-- WHAT TO DO --
(1) In the CIG results report, by what percentage did the company's order book grow, and to what value?
(2) Render this sentence from the CIG results report in French: "Meanwhile, CIG’s Saudi business successfully executed its first small project and the business has been selected for an additional R70-million project."

-- SELECTED EXCERPT --
——

The group’s revenue increased by 31% year-on-year to R2.04-billion, while earnings attributable to shareholders improved by 25% year-on-year to R171-million, from the prior year’s R137-million.

Headline earnings a share were up 19% to 137.8c and earnings before interest, tax, depreciation and amortisation were 24% higher year-on-year at R278-million.

The company’s order book grew by 10% to R2.2-billion.

CIG subsidiary Consolidated Power Projects (Conco), which contributed 85% of CIG’s revenue, increased its revenue by 35% year-on-year to R1.72-billion.

The subsidiary successfully executed R600-million worth of work on seven REIPPPP Round 1 projects, with an additional R270-million of work still to be delivered in the next year.

Further, while negotiations regarding the awarding of work on REIPPPP Round 2 projects were ongoing, CIG had already secured orders of R290-million out of a potential R500-million.

Conco continued to focus its attention both in South African and across the African continent, where it aimed to contribute to sustainably meeting the continent’s growing electrical demands, CIG said.

“The current order book of Conco and higher-than-expected levels of bidding and tenders awaiting adjudication will contribute to the group’s sustainable growth path in South Africa,” CIG CEO Raoul Gamsu commented.

Meanwhile, the group also expanded its protection and automation offerings and extended its services to other market segments across the African continent.

The division was separated into a standalone business with an independent strategy and growth prospects. This independent division was expected to grow over the medium term and, should it be successful, would have a material impact on the protection and automation division in 2015, CIG stated. 

Further inroads were made in the operations and maintenance division to service the highly technical maintenance requirements of wind farm developers and original-equipment manufacturers, while the building materials division had another successful year and expanded in line with a moderate pick up in the sector, CIG said.

Continued progress was also made in the rest of the African continent and significant contract wins were achieved in Tanzania, Kenya, Uganda and Zambia, while Ghana and Angola continued to develop. 

“A growing population, together with increasing urbanisation and purchasing power, will increase our opportunities across Africa. Consequently, our focus to position our divisions to tender and flexibly deliver high-value electrical projects into the African continent is also due to accelerate the groups’ growth prospects on the continent,” Gamsu added.

Meanwhile, CIG’s Saudi business successfully executed its first small project and the business has been selected for an additional R70-million project.

Further, the company’s acquisition of oil and gas waste management group Angolan Environmental Services (AES) was expected to be completed next month.

“Management has been involved with this business since December 2012 and is pleased with its performance, which is in line with our expectations. Had CIG equity accounted the results of AES for the eight months ended August, it would have contributed 18c of additional earnings a share,” CIG stated.

Meanwhile, the group was successful in raising R256-million of equity capital in May and R130-million of medium-term notes in August, with its debt-to-equity ratio remaining constant at 30%.

The capital was raised specifically to fund the high levels of organic growth in the electrical sector and to settle the AES acquisition.

——

-- SOURCE DATA --
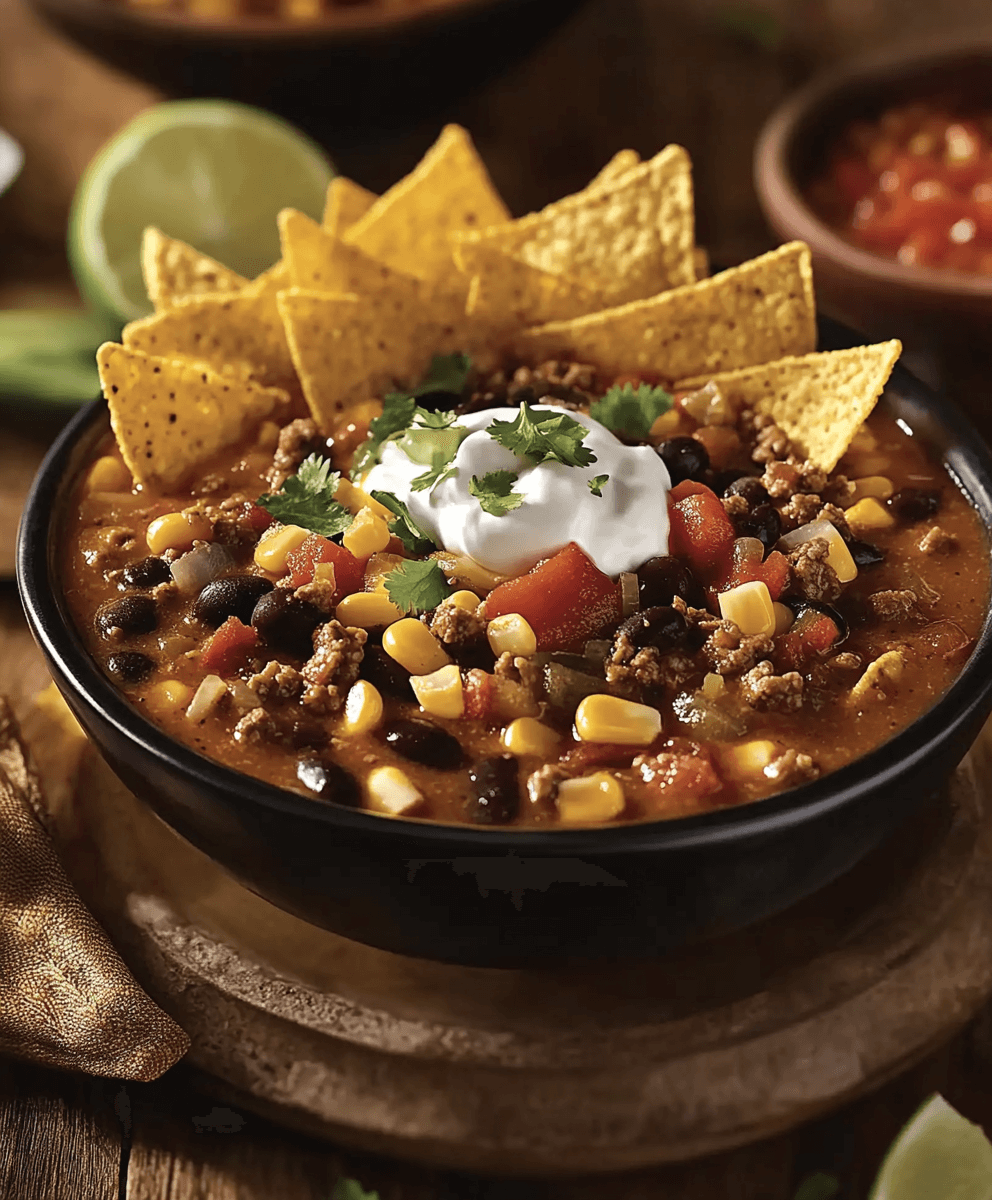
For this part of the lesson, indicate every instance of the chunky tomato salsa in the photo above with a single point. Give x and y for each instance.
(317, 631)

——

-- FINAL RESULTS --
(1) The order book grew by 10% to R2.2-billion.

(2) Par ailleurs, l’activité saoudienne de CIG a mené à bien son premier petit projet, et cette activité a été retenue pour un projet supplémentaire de R70 millions.